Overview
The Attivio Cognitive Search and Insight Platform is designed to scale up or down to meet the needs of your situation.
- Attivio can scale up to handle very large solutions, such as email archives containing hundreds of millions of records,
- It can also scale down to run on a typical developer's laptop.
While our minimum and recommended hardware specification reflect these possibilities, it is important to consider the size and complexity of your development or production system when choosing hardware. For instance, a standard laptop is not a good choice for prototyping a large production system, because certain features may require more resources than the laptop can provide.
If you have any questions about hardware, contact Attivio Support for help in properly sizing your hardware to meet your application requirements.
Java
Attivio uses its own internal Java Virtual Machine, so project systems do not need to have Java installed separately. Systems on which API development is performed require the Java SE Development Kit 11 (JDK 11).
Networking
In order to install and configure Attivio, all systems must be able to communicate with each other via their primary IP addresses. There is no requirement that the machines have access to the Internet.

List of tasks:
a – Restate the Attivio requirements page starting at the words "While our minimum" and ending after "your application requirements.", swapping "laptop" for "workstation" throughout.
b – List the section headings of the Attivio requirements page.
c – On the Attivio requirements page, what do systems used for API development need installed?

Data excerpts:
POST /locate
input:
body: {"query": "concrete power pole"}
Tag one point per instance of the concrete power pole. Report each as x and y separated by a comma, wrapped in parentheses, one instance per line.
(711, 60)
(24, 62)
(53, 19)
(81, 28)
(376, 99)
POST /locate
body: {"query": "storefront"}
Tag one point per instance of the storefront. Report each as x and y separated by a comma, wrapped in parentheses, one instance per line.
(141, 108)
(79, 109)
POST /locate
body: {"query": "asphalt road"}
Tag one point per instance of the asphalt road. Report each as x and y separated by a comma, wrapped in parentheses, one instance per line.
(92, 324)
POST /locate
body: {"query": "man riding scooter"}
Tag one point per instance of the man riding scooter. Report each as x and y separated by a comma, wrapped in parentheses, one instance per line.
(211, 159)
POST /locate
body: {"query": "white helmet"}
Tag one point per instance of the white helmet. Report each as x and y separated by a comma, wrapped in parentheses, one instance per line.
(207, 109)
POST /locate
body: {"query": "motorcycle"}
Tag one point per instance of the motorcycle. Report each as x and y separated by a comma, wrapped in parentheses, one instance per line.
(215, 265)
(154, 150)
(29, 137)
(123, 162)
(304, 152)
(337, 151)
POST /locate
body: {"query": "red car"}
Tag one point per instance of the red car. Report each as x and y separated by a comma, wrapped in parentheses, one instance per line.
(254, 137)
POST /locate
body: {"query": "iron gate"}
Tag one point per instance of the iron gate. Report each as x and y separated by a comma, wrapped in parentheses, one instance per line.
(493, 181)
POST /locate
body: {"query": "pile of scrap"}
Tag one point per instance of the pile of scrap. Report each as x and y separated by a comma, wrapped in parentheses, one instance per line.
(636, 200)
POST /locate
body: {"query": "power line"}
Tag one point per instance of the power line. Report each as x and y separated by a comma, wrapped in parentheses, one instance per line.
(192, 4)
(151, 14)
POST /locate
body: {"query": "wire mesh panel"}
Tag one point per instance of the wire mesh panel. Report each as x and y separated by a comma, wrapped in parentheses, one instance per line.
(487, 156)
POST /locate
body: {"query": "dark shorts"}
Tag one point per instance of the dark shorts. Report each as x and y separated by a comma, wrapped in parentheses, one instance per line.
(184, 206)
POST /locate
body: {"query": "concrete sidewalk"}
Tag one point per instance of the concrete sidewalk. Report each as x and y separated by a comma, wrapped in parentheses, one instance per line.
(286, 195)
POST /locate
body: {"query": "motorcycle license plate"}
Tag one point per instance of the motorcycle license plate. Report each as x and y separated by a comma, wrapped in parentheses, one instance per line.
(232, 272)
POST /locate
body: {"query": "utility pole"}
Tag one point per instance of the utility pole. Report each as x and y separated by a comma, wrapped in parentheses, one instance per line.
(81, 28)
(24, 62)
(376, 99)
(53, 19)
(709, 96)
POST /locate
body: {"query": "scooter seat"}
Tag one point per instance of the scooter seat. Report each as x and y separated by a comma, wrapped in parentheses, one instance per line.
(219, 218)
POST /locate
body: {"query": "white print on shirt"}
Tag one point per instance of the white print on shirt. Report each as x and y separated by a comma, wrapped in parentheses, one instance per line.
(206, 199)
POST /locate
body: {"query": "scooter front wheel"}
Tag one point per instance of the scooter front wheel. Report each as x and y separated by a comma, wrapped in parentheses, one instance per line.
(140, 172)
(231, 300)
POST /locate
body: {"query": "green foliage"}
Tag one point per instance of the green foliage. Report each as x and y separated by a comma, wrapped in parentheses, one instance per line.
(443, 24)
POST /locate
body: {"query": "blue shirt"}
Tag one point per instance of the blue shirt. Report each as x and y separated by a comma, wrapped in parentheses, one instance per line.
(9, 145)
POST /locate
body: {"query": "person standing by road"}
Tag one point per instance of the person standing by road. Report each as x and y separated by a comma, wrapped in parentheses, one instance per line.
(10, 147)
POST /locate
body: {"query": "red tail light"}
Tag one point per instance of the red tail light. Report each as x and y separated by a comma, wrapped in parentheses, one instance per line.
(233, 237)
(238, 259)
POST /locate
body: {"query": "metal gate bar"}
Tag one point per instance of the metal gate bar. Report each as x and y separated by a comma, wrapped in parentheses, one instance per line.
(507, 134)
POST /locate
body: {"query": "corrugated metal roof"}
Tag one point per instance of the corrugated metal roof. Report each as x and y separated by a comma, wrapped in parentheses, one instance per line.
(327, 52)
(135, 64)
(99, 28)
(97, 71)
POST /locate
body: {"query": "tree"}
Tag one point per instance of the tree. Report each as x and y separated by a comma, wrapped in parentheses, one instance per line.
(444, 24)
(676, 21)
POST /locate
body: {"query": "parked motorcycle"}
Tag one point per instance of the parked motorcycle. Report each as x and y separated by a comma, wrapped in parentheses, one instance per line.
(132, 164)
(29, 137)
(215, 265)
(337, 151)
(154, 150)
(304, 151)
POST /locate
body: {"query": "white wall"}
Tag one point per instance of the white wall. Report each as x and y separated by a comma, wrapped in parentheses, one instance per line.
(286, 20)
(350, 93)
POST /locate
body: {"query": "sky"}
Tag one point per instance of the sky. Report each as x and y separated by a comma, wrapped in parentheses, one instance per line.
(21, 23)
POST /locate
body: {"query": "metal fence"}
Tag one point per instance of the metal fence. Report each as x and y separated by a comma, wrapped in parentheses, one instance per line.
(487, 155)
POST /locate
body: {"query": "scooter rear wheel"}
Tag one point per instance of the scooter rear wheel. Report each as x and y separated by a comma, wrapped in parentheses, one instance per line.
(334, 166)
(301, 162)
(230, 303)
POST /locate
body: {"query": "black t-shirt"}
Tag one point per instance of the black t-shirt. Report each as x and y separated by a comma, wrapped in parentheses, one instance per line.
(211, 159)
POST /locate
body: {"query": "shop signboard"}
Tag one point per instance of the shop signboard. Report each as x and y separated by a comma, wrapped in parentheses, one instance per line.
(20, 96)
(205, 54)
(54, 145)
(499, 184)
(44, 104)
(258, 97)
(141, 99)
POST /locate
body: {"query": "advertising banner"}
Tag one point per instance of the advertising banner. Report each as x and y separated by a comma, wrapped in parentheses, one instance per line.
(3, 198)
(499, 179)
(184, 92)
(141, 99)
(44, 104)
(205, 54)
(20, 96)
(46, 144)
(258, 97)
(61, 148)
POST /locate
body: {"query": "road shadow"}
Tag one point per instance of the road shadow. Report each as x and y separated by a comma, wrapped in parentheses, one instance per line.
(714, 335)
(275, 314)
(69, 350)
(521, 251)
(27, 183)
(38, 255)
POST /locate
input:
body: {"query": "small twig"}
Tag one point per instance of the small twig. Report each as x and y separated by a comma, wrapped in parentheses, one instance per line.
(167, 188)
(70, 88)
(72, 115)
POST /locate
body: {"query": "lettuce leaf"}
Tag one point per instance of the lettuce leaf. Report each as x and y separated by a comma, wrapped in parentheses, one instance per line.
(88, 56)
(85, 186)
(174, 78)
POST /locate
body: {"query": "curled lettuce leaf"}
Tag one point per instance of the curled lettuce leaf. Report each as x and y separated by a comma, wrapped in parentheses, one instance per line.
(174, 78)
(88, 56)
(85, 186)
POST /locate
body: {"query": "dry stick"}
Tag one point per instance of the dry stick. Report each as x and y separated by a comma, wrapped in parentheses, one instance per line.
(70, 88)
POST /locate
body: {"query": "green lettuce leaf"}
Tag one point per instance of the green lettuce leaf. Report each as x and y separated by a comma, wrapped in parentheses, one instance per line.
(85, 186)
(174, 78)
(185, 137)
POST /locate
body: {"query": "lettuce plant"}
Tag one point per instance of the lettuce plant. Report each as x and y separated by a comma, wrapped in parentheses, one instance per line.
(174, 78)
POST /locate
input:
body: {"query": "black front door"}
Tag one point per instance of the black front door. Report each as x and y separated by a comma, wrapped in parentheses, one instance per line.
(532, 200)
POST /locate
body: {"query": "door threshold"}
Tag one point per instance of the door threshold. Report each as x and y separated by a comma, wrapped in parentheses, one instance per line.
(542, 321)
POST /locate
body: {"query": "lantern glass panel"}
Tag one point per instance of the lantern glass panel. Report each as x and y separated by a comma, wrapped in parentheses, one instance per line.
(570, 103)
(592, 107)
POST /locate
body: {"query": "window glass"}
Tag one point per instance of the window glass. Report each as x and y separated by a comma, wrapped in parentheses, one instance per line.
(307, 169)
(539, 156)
==
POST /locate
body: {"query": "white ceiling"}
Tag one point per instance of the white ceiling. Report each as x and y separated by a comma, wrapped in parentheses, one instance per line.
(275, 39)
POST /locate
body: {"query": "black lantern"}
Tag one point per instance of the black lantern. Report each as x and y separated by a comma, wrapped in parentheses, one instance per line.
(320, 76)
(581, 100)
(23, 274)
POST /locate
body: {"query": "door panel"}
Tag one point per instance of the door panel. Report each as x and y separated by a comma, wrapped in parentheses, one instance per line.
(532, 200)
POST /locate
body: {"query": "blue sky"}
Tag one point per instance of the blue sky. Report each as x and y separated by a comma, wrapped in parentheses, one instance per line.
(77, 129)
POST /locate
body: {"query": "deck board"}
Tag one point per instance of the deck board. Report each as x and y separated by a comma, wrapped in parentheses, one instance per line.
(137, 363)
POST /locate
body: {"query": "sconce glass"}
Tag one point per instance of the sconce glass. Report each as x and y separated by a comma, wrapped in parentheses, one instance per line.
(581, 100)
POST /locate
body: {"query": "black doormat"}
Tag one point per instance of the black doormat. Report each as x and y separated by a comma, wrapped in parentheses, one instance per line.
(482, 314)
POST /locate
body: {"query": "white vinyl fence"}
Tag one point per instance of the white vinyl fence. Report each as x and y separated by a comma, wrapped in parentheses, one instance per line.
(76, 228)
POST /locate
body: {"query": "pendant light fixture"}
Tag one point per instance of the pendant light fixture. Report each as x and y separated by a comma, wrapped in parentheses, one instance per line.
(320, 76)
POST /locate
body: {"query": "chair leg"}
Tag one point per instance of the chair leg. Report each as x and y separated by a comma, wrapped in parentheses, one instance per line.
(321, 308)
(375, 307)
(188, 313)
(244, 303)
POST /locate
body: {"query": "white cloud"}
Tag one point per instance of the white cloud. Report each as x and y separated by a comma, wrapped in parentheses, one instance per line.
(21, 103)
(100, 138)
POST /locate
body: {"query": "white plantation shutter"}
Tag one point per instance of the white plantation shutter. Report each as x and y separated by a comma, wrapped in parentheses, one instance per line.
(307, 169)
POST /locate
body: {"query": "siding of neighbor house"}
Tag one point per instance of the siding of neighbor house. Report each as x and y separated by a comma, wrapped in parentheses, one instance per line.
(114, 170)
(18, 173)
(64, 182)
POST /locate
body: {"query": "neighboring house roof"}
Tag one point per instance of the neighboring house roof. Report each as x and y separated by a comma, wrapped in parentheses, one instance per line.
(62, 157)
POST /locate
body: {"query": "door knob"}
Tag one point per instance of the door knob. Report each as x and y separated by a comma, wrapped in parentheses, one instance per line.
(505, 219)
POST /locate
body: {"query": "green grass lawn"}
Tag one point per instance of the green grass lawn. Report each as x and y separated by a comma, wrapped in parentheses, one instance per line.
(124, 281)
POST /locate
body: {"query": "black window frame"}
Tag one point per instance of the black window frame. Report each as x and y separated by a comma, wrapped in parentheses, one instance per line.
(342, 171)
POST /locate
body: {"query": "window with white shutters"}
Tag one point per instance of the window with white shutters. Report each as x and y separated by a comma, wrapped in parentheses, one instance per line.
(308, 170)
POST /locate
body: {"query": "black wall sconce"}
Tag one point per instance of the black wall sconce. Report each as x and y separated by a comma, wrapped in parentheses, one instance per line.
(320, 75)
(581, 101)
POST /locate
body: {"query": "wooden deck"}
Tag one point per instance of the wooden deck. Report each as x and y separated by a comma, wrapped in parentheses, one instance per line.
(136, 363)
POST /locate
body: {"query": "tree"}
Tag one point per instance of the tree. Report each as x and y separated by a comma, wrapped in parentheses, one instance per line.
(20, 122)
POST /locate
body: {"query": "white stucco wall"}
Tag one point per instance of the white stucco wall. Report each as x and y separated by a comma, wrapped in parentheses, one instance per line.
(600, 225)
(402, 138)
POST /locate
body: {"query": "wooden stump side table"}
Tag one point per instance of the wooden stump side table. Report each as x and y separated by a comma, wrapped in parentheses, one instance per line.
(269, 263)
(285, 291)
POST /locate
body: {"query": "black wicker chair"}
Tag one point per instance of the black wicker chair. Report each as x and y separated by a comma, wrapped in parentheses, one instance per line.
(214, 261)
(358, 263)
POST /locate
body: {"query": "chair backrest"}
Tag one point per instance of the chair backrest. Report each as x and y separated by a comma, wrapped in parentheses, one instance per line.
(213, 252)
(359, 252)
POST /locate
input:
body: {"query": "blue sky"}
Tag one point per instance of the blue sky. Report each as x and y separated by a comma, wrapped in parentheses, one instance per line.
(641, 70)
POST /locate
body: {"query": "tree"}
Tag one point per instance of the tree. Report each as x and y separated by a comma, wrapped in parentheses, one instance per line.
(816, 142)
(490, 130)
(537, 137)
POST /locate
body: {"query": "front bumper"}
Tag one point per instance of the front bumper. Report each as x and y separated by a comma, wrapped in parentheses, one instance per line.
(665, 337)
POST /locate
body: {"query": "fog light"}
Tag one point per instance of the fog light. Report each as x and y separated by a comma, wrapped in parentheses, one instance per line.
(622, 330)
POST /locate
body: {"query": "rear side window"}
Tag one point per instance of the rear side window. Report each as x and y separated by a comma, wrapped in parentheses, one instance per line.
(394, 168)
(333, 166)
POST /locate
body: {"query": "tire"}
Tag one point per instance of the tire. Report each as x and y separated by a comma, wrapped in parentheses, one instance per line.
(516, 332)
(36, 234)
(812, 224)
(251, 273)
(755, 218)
...
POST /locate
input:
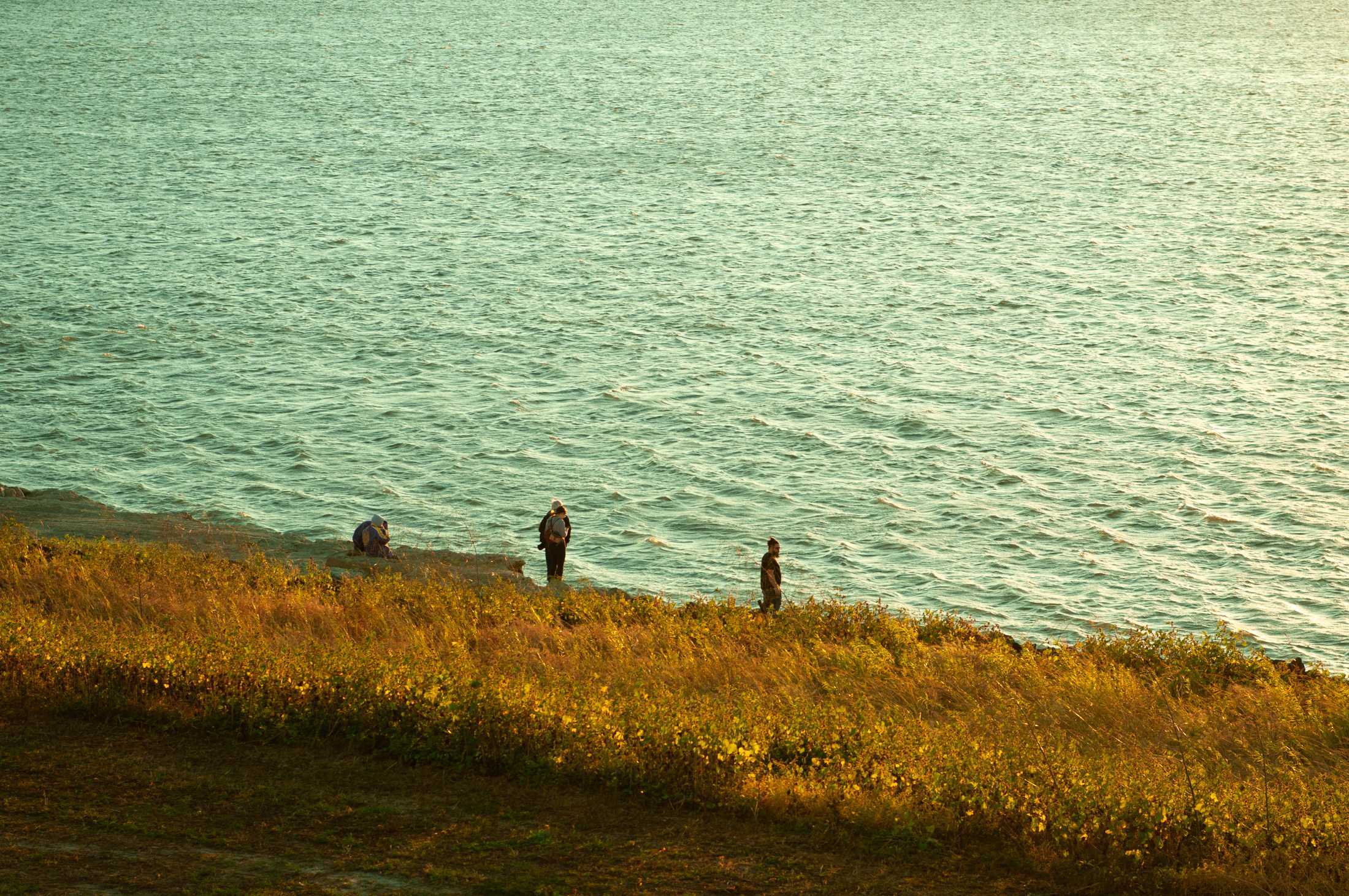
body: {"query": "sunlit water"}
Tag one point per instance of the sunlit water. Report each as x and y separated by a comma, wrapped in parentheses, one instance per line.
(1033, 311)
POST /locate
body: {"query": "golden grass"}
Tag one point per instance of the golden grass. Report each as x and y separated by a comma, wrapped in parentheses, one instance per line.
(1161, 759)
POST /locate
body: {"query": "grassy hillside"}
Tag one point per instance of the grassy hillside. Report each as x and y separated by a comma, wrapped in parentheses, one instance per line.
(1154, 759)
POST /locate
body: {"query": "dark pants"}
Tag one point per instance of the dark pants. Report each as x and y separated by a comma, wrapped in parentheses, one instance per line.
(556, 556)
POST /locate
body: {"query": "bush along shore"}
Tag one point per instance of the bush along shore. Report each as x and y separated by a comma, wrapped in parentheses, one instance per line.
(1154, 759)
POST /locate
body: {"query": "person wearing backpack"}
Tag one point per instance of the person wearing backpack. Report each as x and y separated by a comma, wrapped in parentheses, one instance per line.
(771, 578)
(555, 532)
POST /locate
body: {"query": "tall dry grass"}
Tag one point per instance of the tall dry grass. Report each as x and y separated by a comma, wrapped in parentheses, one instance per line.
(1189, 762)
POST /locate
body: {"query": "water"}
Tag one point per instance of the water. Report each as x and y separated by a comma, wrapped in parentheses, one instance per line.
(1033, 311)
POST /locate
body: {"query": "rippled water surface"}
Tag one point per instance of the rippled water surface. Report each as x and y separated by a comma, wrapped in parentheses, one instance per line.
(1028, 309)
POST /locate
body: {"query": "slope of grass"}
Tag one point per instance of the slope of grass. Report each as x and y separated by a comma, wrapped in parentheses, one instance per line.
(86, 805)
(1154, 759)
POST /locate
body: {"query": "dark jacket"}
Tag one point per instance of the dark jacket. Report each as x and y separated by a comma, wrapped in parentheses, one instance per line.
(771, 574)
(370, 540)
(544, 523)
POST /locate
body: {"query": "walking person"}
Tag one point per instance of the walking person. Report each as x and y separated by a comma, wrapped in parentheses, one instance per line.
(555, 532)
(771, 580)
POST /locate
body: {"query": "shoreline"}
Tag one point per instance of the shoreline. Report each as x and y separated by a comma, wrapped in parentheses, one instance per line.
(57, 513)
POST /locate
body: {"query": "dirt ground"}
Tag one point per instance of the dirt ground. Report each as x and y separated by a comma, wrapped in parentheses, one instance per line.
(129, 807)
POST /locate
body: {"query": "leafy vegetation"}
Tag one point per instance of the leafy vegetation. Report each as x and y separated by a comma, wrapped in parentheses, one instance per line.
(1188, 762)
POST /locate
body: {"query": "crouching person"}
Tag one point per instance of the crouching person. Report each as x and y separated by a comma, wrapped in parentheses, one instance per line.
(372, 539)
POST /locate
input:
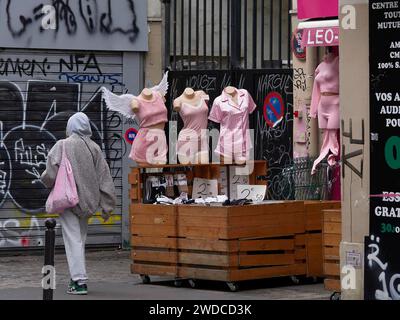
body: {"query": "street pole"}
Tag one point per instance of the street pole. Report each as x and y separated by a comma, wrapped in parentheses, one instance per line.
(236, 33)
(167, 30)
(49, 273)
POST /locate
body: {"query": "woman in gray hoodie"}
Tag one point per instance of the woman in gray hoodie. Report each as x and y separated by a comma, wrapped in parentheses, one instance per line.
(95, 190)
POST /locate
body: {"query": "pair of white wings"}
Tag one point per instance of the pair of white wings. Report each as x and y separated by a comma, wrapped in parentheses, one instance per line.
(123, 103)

Task-by-task solutions:
a –
While our minimum and recommended hardware specification reflect these possibilities, it is important to consider the size and complexity of your development or production system when choosing hardware. For instance, a standard workstation is not a good choice for prototyping a large production system, because certain features may require more resources than the workstation can provide.
If you have any questions about hardware, contact Attivio Support for help in properly sizing your hardware to meet your application requirements.

b –
Overview
Java
Networking

c – The Java SE Development Kit 11 (JDK 11).